Tekstfragment:
Brief regering : Verslag extra Raad Algemene Zaken van 17 februari 2020
21 501-02 Raad Algemene Zaken en Raad Buitenlandse Zaken
Nr. 2117 BRIEF VAN DE MINISTER VAN BUITENLANDSE ZAKEN
Aan de Voorzitter van de Tweede Kamer der Staten-Generaal
Den Haag, 18 februari 2020
Hierbij bied ik u het verslag aan van de extra Raad Algemene Zaken van 17 februari
2020.
De Minister van Buitenlandse Zaken, S.A. Blok
VERSLAG EXTRA RAAD ALGEMENE ZAKEN VAN 17 FEBRUARI 2020
Op maandag 17 februari 2020 vond een extra ingelaste Raad Algemene Zaken plaats over
het Meerjarig Financieel Kader, ter voorbereiding van de discussie in de Europese
Raad van 20 februari a.s. Lidstaten reageerden op de afgelopen vrijdag verspreide
nieuwe versie van de negotiating box (het onderhandelingsvoorstel t.b.v. de Europese Raad). Dit document is opgesteld onder
verantwoordelijkheid van de voorzitter van de Europese Raad, Charles Michel, en bouwt
voort op de versie die op 2 december jl. door het Finse Raadsvoorzitterschap was opgesteld.
Een kabinetsappreciatie van deze negotiating box ging uw Kamer op 17 februari jl.
toe (Kamerstuk 21 501-20, nr. 1523). De discussie vond grotendeels plaats langs bekende lijnen en standpunten en bood
daarmee vooralsnog weinig zicht op mogelijke overeenstemming in de Europese Raad.
In de meeste interventies was een aantal vaste elementen te onderscheiden: omvang/uitgavenplafond,
prioriteiten en posterioriteiten, conditionaliteiten, en aan de inkomstenzijde kortingen
en nieuwe eigen middelen.

(Annotatiegegevens met punten)
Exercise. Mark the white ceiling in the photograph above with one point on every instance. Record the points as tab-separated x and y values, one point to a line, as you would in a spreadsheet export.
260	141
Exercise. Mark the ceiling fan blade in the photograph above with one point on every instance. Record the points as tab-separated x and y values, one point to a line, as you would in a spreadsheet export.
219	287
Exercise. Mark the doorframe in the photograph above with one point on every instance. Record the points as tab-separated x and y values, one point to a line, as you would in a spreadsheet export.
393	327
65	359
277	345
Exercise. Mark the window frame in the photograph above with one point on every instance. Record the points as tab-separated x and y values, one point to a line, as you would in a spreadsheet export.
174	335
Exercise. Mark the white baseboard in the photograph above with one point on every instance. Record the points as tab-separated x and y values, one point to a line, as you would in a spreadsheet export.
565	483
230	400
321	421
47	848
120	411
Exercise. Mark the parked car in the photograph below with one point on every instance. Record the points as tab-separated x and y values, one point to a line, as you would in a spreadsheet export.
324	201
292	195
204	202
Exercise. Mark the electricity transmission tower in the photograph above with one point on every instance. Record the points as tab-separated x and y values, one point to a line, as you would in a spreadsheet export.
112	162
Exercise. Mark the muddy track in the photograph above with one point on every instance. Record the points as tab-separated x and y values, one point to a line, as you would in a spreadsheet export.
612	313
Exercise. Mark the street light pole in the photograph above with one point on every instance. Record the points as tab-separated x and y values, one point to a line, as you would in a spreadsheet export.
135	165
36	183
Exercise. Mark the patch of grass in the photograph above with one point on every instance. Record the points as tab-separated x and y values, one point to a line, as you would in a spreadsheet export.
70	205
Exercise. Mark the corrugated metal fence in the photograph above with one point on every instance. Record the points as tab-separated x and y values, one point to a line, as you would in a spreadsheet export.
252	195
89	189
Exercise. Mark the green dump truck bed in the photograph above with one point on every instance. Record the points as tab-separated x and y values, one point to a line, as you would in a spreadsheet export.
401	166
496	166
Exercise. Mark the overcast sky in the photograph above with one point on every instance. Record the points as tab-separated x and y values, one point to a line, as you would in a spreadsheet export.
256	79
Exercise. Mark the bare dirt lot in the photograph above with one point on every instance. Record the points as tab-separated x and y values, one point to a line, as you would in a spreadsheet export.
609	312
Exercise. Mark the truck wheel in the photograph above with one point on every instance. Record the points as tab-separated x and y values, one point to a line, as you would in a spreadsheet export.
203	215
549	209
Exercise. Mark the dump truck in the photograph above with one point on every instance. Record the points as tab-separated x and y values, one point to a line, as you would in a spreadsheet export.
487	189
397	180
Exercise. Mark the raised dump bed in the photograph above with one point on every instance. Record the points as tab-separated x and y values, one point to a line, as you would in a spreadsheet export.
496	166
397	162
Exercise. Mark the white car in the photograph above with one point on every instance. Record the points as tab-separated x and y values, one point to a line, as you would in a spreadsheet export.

Opdracht 1: Op welke datum vond volgens het tekstfragment de extra ingelaste Raad Algemene Zaken plaats?
Opdracht 2: Geef de regels van de lijst weer als een JSON-lijst van strings, één string per regel en zonder lege regels. Neem alleen de regels op vanaf de regel met "Exercise. Mark the bare" tot en met het einde van de lijst.

Definitief antwoord 1: Op maandag 17 februari 2020.

Definitief antwoord 2:
[
  "Exercise. Mark the bare dirt lot in the photograph above with one point on every instance. Record the points as tab-separated x and y values, one point to a line, as you would in a spreadsheet export.",
  "609\t312",
  "Exercise. Mark the truck wheel in the photograph above with one point on every instance. Record the points as tab-separated x and y values, one point to a line, as you would in a spreadsheet export.",
  "203\t215",
  "549\t209",
  "Exercise. Mark the dump truck in the photograph above with one point on every instance. Record the points as tab-separated x and y values, one point to a line, as you would in a spreadsheet export.",
  "487\t189",
  "397\t180",
  "Exercise. Mark the raised dump bed in the photograph above with one point on every instance. Record the points as tab-separated x and y values, one point to a line, as you would in a spreadsheet export.",
  "496\t166",
  "397\t162",
  "Exercise. Mark the white car in the photograph above with one point on every instance. Record the points as tab-separated x and y values, one point to a line, as you would in a spreadsheet export."
]